Image-grounded pointing data
_ _ _ _ _
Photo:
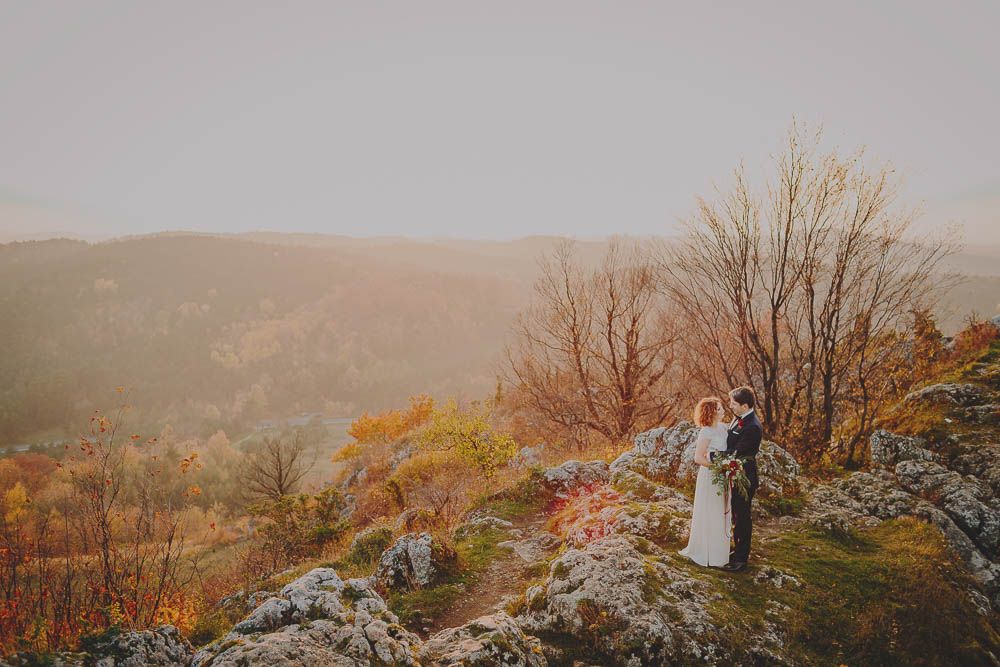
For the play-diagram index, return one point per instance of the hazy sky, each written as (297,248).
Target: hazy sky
(472,119)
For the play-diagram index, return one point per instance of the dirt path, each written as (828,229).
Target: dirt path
(502,576)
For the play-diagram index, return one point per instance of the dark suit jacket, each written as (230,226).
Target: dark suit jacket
(745,440)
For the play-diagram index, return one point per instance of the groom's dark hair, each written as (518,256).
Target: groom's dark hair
(744,396)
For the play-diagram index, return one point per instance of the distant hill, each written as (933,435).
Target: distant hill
(217,329)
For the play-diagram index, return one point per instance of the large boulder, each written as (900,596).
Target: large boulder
(888,449)
(877,495)
(949,394)
(964,499)
(488,640)
(980,461)
(659,453)
(627,609)
(667,454)
(318,619)
(414,561)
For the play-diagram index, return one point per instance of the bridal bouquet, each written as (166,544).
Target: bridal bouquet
(728,473)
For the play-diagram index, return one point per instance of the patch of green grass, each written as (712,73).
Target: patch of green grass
(790,504)
(890,595)
(474,554)
(523,498)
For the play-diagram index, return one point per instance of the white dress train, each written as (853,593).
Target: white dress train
(708,543)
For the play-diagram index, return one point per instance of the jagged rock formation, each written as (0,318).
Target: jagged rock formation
(318,619)
(413,561)
(488,640)
(953,484)
(563,480)
(161,647)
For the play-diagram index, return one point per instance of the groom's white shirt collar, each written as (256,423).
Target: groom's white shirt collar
(743,416)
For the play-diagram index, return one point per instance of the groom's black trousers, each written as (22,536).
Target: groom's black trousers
(742,524)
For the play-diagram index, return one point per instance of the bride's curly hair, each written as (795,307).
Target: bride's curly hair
(704,412)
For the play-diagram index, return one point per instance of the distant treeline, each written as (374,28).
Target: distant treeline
(220,331)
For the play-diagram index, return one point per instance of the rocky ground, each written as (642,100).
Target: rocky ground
(850,570)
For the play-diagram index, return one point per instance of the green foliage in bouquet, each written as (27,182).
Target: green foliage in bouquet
(728,472)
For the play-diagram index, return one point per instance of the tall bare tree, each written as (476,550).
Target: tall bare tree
(275,468)
(595,351)
(791,291)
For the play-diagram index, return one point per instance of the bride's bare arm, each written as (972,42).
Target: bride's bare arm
(701,453)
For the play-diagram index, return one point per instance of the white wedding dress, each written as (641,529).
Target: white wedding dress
(708,543)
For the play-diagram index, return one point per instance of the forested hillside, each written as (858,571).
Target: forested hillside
(215,331)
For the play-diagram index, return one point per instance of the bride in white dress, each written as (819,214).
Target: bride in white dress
(708,543)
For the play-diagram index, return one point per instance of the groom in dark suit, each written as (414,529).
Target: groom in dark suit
(745,434)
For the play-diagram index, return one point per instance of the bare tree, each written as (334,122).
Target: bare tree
(595,350)
(791,292)
(275,468)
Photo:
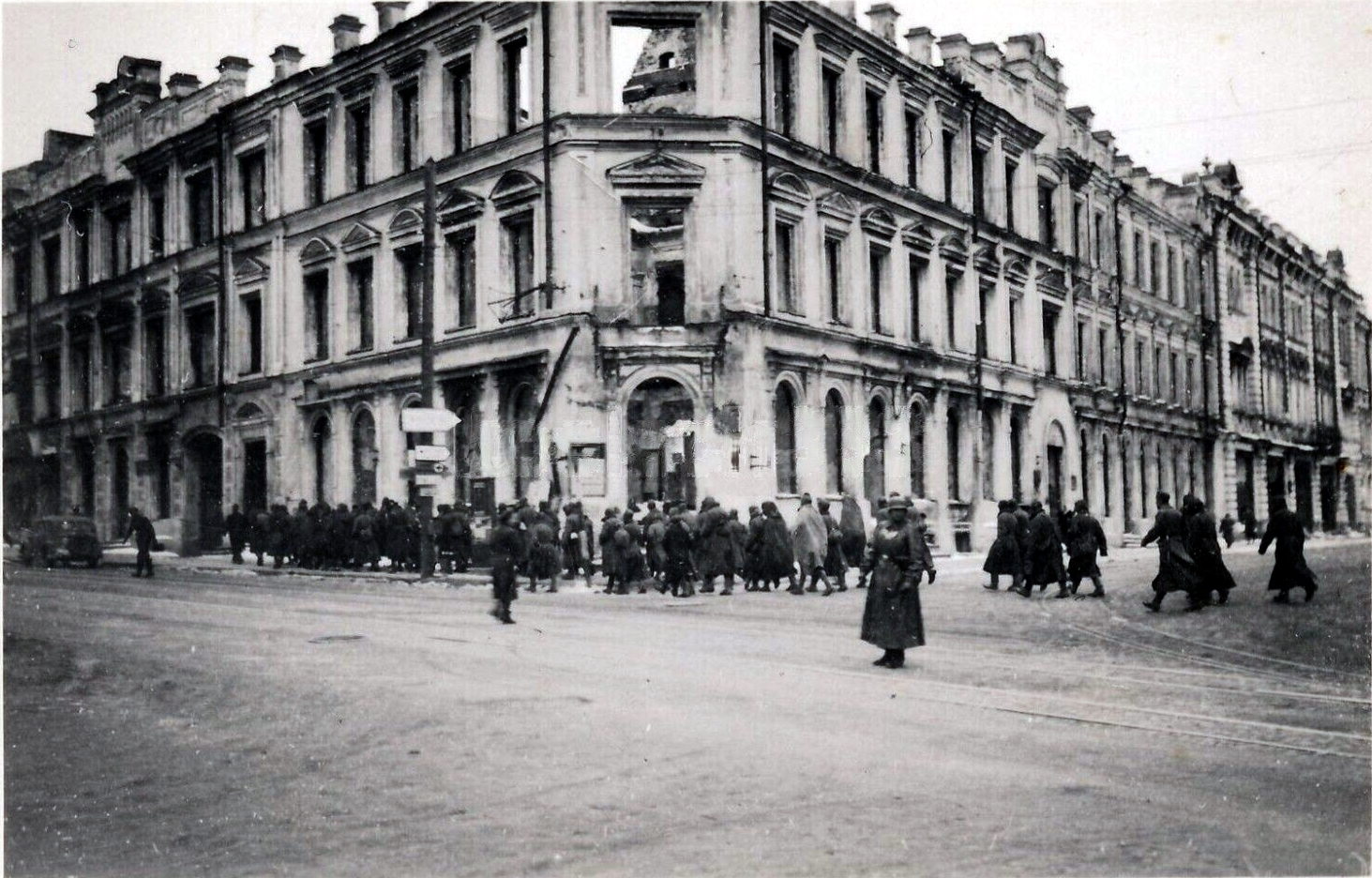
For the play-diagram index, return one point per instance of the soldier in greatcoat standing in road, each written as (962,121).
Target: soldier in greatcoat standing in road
(1176,568)
(1289,571)
(1085,538)
(897,557)
(1003,557)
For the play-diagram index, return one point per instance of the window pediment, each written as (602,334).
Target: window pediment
(658,171)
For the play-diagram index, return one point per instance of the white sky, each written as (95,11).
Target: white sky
(1280,86)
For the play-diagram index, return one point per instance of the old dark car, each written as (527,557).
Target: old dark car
(61,539)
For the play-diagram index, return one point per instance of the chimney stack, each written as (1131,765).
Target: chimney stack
(388,14)
(183,83)
(344,29)
(286,62)
(882,21)
(921,41)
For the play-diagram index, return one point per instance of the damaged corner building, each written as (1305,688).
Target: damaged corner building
(693,249)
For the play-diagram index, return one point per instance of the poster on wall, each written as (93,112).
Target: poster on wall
(587,469)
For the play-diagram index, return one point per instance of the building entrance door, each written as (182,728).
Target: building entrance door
(660,442)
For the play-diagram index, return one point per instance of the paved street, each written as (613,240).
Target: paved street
(219,722)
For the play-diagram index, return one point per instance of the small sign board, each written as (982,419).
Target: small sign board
(431,453)
(427,420)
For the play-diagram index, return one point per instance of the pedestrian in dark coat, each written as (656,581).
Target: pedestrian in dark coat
(776,561)
(855,536)
(236,524)
(897,557)
(676,546)
(1289,571)
(140,528)
(836,564)
(1003,557)
(1203,548)
(1045,554)
(1176,568)
(714,548)
(610,554)
(1085,538)
(506,549)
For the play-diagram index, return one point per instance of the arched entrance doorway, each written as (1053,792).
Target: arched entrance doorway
(661,442)
(204,492)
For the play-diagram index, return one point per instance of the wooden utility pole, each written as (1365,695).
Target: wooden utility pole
(426,492)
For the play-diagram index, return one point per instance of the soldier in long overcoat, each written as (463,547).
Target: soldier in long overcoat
(1176,568)
(714,548)
(897,558)
(1289,571)
(1003,557)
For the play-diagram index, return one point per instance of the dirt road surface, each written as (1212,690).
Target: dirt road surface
(240,724)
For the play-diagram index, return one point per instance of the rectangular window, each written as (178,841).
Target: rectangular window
(23,281)
(835,278)
(1016,306)
(252,328)
(460,77)
(950,144)
(978,181)
(912,125)
(316,316)
(118,240)
(951,308)
(118,367)
(199,344)
(873,130)
(252,186)
(360,145)
(1049,339)
(80,358)
(158,219)
(316,160)
(406,127)
(784,86)
(51,265)
(360,308)
(519,246)
(461,258)
(917,269)
(82,239)
(787,267)
(515,83)
(1048,217)
(199,195)
(877,284)
(411,264)
(154,353)
(1081,350)
(832,83)
(1011,171)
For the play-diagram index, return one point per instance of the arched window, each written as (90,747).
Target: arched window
(917,451)
(322,441)
(833,442)
(877,448)
(526,439)
(364,459)
(784,416)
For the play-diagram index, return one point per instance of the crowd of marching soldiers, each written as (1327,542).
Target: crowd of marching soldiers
(337,538)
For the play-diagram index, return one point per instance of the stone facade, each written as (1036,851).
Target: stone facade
(848,269)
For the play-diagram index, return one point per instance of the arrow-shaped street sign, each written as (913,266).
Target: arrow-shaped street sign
(427,420)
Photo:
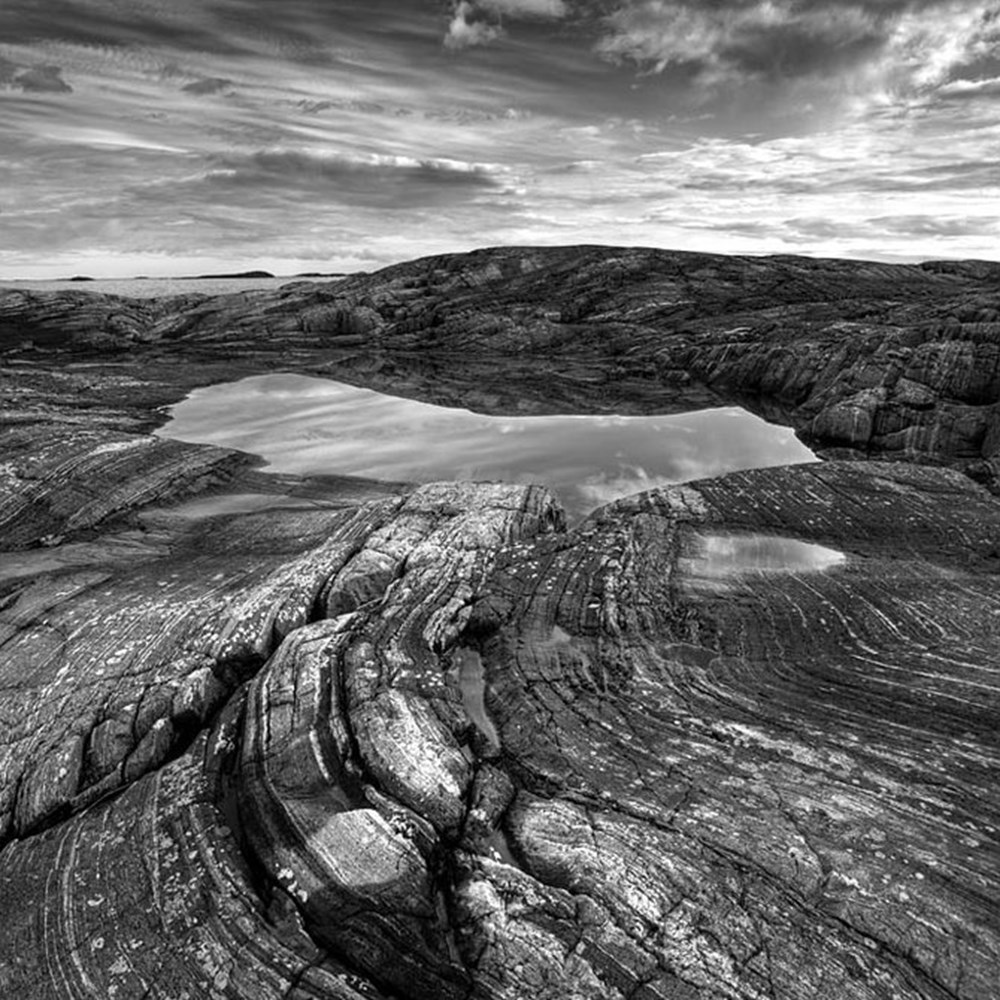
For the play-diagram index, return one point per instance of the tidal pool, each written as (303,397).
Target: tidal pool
(720,556)
(313,426)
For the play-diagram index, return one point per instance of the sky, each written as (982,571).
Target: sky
(185,136)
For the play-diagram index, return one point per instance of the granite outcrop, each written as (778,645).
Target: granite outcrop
(734,738)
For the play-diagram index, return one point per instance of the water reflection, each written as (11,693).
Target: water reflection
(719,556)
(313,426)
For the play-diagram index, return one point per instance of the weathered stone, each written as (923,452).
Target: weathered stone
(732,739)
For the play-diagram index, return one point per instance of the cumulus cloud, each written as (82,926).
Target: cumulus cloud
(891,47)
(466,29)
(43,80)
(479,22)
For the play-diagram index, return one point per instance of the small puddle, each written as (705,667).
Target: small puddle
(500,849)
(721,556)
(472,684)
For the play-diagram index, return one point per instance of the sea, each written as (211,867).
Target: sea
(151,288)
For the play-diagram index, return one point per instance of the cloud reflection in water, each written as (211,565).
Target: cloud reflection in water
(313,426)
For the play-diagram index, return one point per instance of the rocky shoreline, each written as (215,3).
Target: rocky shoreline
(240,757)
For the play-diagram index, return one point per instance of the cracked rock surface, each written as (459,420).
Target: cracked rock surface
(735,738)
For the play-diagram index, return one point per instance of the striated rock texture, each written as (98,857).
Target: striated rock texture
(736,738)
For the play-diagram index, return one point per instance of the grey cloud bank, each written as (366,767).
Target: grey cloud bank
(330,135)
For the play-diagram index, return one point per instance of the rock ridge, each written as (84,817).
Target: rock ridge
(735,738)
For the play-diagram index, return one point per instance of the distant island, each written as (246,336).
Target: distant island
(240,274)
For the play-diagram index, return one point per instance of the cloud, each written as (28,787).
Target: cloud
(207,85)
(543,9)
(464,30)
(479,22)
(40,79)
(966,89)
(888,48)
(775,37)
(377,181)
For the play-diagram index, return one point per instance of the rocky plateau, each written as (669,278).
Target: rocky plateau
(390,740)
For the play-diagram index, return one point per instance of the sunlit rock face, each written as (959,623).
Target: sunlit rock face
(735,737)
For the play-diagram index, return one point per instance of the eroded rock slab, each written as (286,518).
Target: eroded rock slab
(731,739)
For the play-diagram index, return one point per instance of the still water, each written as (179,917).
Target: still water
(719,556)
(314,426)
(148,288)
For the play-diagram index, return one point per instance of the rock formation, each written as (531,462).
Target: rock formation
(735,738)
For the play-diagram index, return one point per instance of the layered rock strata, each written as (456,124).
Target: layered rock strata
(730,739)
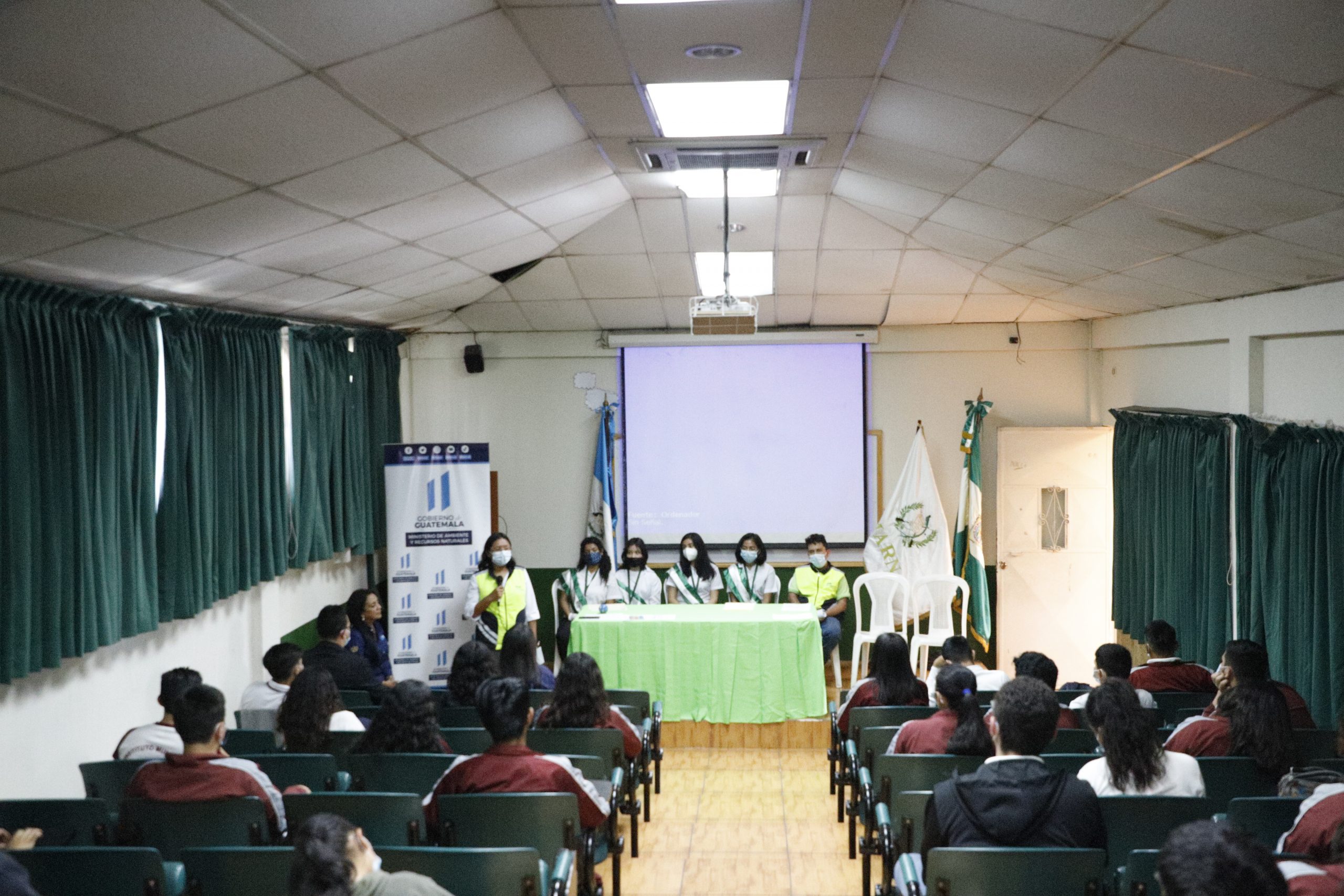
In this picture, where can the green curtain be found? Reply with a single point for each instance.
(80, 381)
(224, 515)
(1171, 537)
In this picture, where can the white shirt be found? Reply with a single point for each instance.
(1180, 778)
(150, 742)
(644, 583)
(262, 695)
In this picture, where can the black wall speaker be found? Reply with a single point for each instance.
(474, 359)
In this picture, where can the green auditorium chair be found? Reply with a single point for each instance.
(237, 871)
(1265, 818)
(64, 823)
(973, 871)
(389, 820)
(170, 828)
(119, 871)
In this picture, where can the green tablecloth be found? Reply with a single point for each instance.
(719, 662)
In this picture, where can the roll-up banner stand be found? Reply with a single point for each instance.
(438, 516)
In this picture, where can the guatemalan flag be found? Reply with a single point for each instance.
(603, 499)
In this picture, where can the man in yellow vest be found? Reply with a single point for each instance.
(824, 587)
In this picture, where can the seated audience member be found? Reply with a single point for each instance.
(518, 660)
(1249, 661)
(893, 683)
(956, 729)
(205, 772)
(1252, 721)
(1164, 671)
(311, 711)
(1208, 859)
(349, 669)
(1014, 800)
(581, 703)
(1135, 763)
(956, 650)
(159, 738)
(284, 662)
(508, 766)
(406, 722)
(472, 664)
(1113, 661)
(334, 858)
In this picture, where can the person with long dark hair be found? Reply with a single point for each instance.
(588, 582)
(581, 703)
(334, 858)
(406, 722)
(472, 664)
(635, 582)
(368, 636)
(893, 683)
(694, 578)
(958, 727)
(500, 594)
(1135, 763)
(311, 711)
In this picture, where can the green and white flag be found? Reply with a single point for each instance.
(968, 547)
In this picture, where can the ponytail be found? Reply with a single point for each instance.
(971, 738)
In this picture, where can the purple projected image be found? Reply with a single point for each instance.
(726, 440)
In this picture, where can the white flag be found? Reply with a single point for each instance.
(911, 536)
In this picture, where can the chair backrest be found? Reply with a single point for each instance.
(1265, 818)
(982, 871)
(120, 871)
(170, 828)
(500, 871)
(64, 823)
(237, 871)
(389, 820)
(397, 773)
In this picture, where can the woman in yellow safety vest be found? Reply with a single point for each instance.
(500, 594)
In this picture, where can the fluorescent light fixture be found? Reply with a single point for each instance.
(750, 273)
(721, 108)
(707, 183)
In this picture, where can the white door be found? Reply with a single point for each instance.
(1054, 546)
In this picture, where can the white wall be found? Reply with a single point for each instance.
(54, 721)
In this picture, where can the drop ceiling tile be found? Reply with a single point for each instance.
(941, 123)
(1027, 195)
(549, 281)
(987, 57)
(1284, 263)
(131, 64)
(382, 178)
(1168, 102)
(236, 225)
(506, 136)
(988, 222)
(1234, 198)
(327, 31)
(445, 76)
(435, 213)
(1083, 159)
(615, 276)
(857, 272)
(320, 249)
(113, 184)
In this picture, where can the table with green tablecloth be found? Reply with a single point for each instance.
(718, 662)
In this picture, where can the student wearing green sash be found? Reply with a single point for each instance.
(694, 578)
(824, 587)
(752, 579)
(588, 582)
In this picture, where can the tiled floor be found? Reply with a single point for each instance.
(741, 821)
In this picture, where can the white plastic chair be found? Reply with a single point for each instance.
(940, 616)
(884, 589)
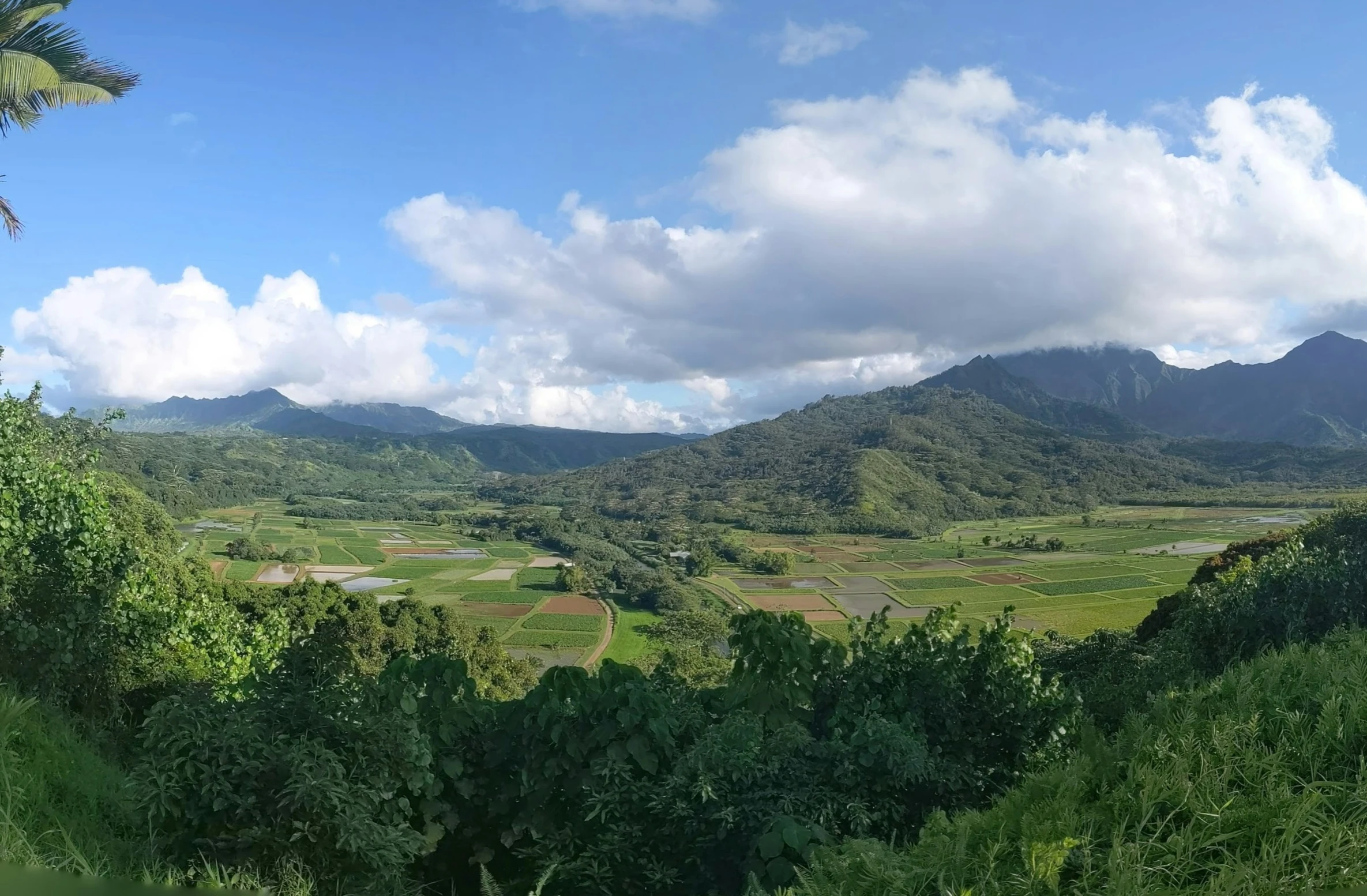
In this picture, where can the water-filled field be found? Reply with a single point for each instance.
(508, 588)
_ _ _ _ _
*Exercise goal*:
Exact duplication is required for the lines above, from the line that contains "Target: damaged corner building" to the line that contains "written as (982,419).", inclusive; omit all others.

*Answer for the task*:
Target: damaged corner building
(693,249)
For the play-diagram index, return one point per instance of the poster on wall, each written as (93,112).
Target: poster on wall
(587,469)
For the play-diagram index, return one point per instance of the building entrance door, each written as (182,728).
Target: building entrance door
(660,442)
For the play-diagram index, return one point per instance of the paved street, each written as (613,240).
Target: paved street
(219,722)
For the play-diagram index, return one point per instance of the small sign board, each written as (982,419).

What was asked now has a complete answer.